* _Exercise brief_
How many lines in the material below contain the string "open", with case counting? Reply with the number alone.

* _Records to process_
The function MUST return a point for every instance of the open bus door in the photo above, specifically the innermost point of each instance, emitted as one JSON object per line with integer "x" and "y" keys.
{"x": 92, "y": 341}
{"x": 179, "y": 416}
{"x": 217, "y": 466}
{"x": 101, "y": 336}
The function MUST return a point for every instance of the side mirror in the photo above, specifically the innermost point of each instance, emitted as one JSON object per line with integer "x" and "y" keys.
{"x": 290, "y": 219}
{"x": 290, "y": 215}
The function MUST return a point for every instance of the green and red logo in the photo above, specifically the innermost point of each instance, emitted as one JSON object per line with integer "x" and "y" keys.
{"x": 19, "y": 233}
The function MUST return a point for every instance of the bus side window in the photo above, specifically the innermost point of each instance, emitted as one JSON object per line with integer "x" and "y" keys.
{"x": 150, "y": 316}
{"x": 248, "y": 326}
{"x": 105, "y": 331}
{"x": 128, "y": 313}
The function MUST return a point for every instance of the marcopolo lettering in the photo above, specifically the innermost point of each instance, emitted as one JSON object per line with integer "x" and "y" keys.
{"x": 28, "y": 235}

---

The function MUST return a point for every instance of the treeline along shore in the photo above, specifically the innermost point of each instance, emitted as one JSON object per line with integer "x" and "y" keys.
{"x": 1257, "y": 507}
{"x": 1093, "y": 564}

--

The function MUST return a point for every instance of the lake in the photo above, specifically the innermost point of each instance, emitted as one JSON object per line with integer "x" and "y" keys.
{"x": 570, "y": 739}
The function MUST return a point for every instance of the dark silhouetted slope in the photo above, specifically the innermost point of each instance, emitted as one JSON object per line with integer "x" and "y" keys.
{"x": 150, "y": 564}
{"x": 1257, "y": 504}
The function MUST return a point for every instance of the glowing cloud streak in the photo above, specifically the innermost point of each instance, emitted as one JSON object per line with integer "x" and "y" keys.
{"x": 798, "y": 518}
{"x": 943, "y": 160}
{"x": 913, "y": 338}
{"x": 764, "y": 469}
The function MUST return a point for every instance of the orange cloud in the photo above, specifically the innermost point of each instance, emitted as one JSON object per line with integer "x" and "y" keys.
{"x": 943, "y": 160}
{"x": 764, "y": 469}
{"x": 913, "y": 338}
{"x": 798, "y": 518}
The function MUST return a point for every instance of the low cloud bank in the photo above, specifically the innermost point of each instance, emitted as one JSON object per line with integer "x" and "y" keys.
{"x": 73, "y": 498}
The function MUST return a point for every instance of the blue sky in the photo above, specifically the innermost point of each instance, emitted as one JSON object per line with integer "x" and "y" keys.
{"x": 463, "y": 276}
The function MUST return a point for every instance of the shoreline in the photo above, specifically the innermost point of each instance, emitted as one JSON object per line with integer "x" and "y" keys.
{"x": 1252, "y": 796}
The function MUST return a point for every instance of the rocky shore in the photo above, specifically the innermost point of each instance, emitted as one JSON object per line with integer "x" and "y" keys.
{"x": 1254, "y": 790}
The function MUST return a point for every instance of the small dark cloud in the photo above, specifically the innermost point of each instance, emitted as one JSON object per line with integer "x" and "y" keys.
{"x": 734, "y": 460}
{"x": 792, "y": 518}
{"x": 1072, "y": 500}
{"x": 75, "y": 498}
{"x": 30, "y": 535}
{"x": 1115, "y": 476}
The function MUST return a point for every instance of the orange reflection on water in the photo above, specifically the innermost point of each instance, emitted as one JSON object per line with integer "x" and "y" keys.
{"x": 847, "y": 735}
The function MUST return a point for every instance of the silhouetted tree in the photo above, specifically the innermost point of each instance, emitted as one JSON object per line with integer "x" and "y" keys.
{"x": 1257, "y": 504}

* _Solution for this task_
1